- [Your objective]
In the text on Elliott wave formation below, list every section heading that appears under "GUIDELINES OF WAVE FORMATION".

- [Passage shown]
= = = =
Guidelines Of Wave Formation

Elliott Wave Theory, Corrective Waves, Wave Counting, Zigzag Correction, Flat Correction

Course: [ The Basics of the Elliott Wave Principle : Chapter : 4 : Guidelines Of Wave Formation ]

The guideline of alternation states that if wave two of an impulse is a sharp retracement, expect wave four to be a sideways correction, and vice versa. The most characteristic breakdowns of impulse waves, both up and down.

GUIDELINES OF WAVE FORMATION

ALTERNATION

The guideline of alternation states that if wave two of an impulse is a sharp retracement, expect wave four to be a sideways correction, and vice versa. Figure 20 shows the most characteristic breakdowns of impulse waves, both up and down. Sharp corrections never include a new price ex­treme, i.e., one that lies beyond the orthodox end of the preceding impulse wave. They are almost always zigzags (single, double or triple); occasionally they are double threes that begin with a zigzag. Sideways corrections include flats, triangles, and double and triple corrections. They usually include a new price extreme, i.e., one that lies beyond the orthodox end of the preceding impulse wave.


DEPTH OF CORRECTIVE WAVES

No market approach other than the Wave Principle gives as satisfactory an answer to the question, “How far down can a bear market be expected to go?” The primary guideline is that corrections, especially when they them selves are fourth waves, tend to register their maximum retracement within the span of travel of the previous fourth wave of one lesser degree, most commonly near the level of its terminus. Note in Figure 21, for instance, how wave 2 ends at the level of wave four of 1, and how wave 4 ends at the level of wave four of 3.


CHANNELING TECHNIQUE

Elliott noted that parallel trend channels typically mark the upper and lower boundaries of impulse waves, often with dramatic precision. Analysts should draw them in advance to assist in determining wave targets and to provide clues to the future development of trends.

To draw a proper channel, first connect the ends of waves two and four. If waves one and three are normal, the upper parallel most accurately forecasts the end of wave 5 when drawn touching the peak of wave three, as in Fig­ure 21. If wave three is abnormally strong, almost vertical, then a parallel drawn from its top may be too high. Expe­rience has shown that a parallel to the baseline that touches the top of wave one is then more useful.

The question of whether to expect a parallel channel on arithmetic or semilog (percentage) scale is still unre­solved as far as developing a definite tenet on the subject. If the price development at any point does not fall neatly within two parallel lines on the scale (either arithmetic or semilog) you are using, switch to the other scale in order to observe the channel in correct perspective. To stay on top of all developments, the analyst should always use both.

Within parallel channels and the converging lines of diagonal triangles, if a fifth wave approaches its upper trendline on declining volume, it is an indication that the end of the wave will meet or fall short of it. If volume is heavy as the fifth wave approaches its upper trendline, it indicates a possible penetration of the upper line, which Elliott called “throw-over.” Throw-overs also occur, with the same characteristics, in declining markets.
= = = =
Excerpts of location labeling data
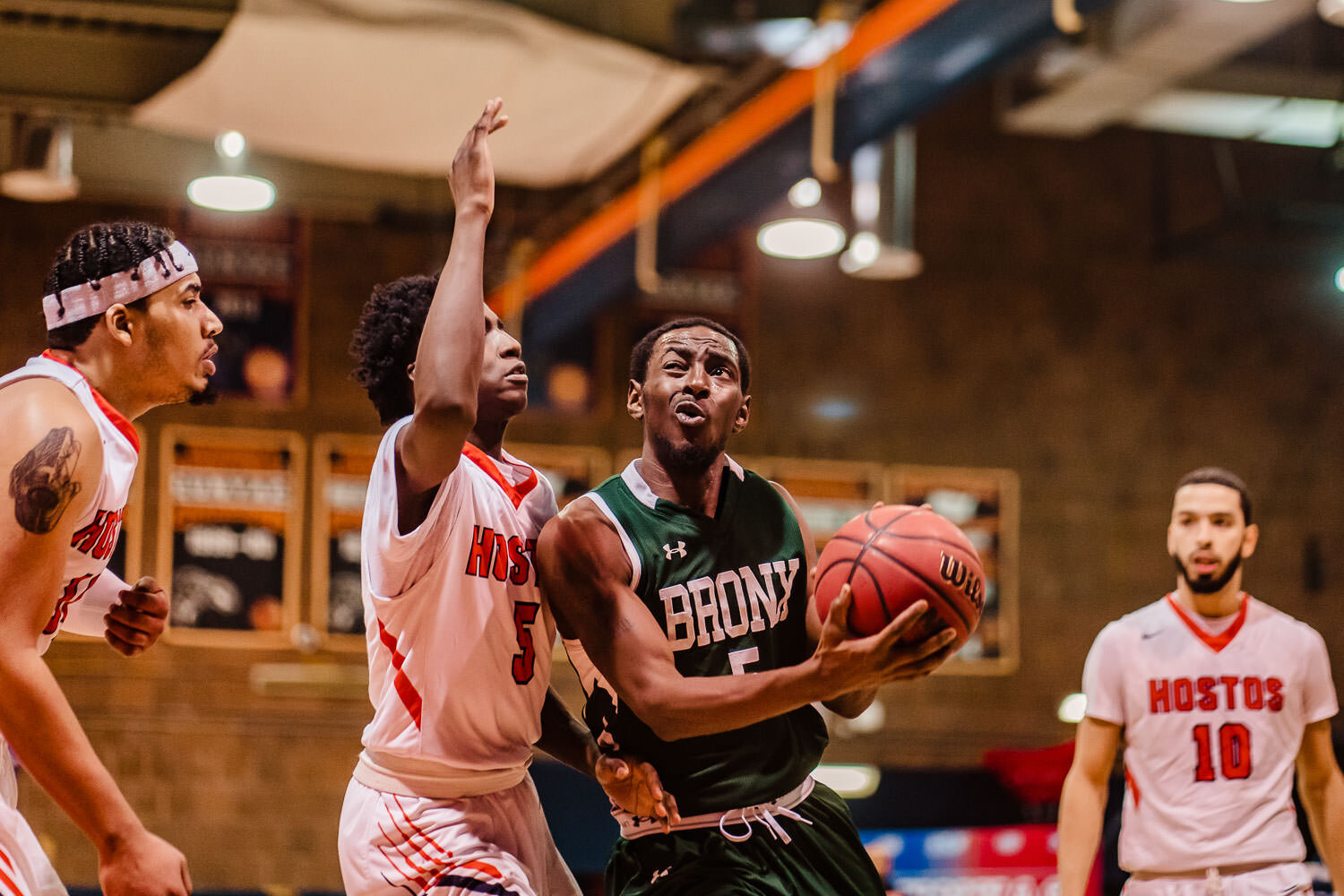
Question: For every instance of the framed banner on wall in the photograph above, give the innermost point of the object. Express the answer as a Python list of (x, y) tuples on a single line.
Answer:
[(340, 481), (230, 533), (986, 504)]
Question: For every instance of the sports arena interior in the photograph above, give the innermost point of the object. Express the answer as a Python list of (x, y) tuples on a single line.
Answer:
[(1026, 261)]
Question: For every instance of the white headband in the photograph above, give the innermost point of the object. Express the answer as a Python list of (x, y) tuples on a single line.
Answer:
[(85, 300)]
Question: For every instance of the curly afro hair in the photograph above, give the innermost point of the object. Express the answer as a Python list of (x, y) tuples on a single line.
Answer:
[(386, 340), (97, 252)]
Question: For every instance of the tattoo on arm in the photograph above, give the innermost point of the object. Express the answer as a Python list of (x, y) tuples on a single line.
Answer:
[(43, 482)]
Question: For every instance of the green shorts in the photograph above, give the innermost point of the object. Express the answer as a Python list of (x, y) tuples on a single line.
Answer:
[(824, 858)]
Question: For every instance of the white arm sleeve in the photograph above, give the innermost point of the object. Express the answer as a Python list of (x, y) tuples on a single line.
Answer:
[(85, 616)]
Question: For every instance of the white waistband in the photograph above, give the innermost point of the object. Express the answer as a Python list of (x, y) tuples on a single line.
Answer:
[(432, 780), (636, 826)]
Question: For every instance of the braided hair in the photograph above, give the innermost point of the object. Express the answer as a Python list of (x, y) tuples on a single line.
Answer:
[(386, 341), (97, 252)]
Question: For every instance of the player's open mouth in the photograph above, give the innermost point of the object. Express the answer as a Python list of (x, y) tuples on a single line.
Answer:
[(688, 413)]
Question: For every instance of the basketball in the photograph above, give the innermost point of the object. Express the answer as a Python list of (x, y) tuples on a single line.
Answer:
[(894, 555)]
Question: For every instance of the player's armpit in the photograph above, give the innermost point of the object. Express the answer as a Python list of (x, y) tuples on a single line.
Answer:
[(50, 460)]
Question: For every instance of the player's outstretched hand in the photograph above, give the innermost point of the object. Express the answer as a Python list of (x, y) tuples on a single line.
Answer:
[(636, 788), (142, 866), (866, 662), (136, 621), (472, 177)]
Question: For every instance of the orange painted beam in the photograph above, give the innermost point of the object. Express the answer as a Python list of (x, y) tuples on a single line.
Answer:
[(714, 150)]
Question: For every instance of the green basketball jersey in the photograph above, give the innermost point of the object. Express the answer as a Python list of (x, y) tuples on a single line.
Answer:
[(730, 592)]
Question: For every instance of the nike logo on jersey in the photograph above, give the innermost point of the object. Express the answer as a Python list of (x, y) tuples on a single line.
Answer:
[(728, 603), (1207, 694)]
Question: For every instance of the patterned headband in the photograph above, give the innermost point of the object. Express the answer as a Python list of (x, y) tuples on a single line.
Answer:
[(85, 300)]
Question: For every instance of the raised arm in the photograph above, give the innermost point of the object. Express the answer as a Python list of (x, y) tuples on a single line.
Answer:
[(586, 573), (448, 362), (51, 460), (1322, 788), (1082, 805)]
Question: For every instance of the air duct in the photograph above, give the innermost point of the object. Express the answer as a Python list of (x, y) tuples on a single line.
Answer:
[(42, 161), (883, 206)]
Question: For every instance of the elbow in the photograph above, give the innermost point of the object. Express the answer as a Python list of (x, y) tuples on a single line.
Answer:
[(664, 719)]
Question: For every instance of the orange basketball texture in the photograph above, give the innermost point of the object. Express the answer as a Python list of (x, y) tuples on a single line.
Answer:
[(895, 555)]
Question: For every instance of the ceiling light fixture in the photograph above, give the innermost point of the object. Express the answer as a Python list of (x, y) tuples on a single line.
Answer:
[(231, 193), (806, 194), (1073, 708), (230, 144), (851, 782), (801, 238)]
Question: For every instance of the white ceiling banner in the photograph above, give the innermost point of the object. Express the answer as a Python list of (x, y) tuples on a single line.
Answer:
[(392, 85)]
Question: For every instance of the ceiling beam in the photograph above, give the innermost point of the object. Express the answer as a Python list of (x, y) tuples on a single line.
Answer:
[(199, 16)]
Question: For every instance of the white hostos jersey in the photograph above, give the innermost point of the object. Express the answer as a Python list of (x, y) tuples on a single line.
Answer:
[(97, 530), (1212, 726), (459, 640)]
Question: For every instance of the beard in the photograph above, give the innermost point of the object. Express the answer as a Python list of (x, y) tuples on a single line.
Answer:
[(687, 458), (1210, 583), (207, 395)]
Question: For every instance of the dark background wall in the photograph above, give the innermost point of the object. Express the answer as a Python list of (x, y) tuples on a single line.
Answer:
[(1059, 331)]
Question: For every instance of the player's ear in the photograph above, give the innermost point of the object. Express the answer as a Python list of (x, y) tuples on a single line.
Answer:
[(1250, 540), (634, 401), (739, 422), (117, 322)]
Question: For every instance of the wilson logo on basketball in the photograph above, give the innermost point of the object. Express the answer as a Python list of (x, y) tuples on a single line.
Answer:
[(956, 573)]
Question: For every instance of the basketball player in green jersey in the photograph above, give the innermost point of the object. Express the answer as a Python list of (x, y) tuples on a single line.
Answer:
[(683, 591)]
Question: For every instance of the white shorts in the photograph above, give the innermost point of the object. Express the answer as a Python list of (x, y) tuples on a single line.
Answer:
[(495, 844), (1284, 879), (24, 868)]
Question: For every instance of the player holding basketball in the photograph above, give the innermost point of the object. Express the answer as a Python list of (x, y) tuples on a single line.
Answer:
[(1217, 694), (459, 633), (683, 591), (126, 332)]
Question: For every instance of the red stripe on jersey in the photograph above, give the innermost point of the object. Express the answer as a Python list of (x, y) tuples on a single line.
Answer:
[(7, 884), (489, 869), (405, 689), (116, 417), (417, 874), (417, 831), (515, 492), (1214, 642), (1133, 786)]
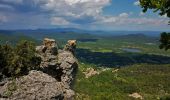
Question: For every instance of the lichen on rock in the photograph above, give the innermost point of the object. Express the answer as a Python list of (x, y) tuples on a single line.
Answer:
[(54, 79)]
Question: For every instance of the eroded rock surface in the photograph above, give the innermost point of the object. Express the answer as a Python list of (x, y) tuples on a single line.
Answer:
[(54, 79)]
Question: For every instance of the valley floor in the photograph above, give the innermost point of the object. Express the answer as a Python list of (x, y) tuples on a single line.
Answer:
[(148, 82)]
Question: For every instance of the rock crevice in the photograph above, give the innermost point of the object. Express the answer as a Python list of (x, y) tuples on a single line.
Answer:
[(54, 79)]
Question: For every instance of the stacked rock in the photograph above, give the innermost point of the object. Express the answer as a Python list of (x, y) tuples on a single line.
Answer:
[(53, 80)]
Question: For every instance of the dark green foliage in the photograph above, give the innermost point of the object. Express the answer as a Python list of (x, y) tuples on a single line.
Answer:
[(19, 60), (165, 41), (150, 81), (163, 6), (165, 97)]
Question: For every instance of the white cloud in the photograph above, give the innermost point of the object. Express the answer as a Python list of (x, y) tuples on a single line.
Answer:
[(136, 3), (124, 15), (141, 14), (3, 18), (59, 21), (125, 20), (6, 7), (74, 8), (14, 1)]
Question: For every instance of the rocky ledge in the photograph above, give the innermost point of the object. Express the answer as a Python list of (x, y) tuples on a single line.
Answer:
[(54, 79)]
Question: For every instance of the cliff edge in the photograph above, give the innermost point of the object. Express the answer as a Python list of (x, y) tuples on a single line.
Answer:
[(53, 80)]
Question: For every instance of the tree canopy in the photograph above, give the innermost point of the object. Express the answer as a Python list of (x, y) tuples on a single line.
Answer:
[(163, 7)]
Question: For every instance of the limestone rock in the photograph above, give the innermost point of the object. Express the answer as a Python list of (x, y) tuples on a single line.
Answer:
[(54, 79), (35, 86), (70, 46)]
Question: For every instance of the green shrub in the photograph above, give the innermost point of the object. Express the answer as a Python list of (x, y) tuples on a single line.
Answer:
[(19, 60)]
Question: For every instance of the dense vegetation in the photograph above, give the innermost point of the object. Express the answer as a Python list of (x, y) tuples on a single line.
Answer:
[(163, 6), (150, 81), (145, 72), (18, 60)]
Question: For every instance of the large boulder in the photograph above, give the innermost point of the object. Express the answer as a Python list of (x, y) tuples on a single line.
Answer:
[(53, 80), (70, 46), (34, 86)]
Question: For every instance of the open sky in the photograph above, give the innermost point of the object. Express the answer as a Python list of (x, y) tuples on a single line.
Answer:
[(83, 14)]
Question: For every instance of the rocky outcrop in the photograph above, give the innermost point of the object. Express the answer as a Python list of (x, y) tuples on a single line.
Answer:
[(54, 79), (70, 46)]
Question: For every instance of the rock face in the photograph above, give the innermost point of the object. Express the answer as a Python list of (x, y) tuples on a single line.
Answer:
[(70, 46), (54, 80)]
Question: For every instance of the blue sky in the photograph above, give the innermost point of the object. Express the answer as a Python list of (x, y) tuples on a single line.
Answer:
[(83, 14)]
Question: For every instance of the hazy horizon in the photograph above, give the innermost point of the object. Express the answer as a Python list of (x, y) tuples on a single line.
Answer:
= = = =
- [The result]
ALTERNATION
DEPTH OF CORRECTIVE WAVES
CHANNELING TECHNIQUE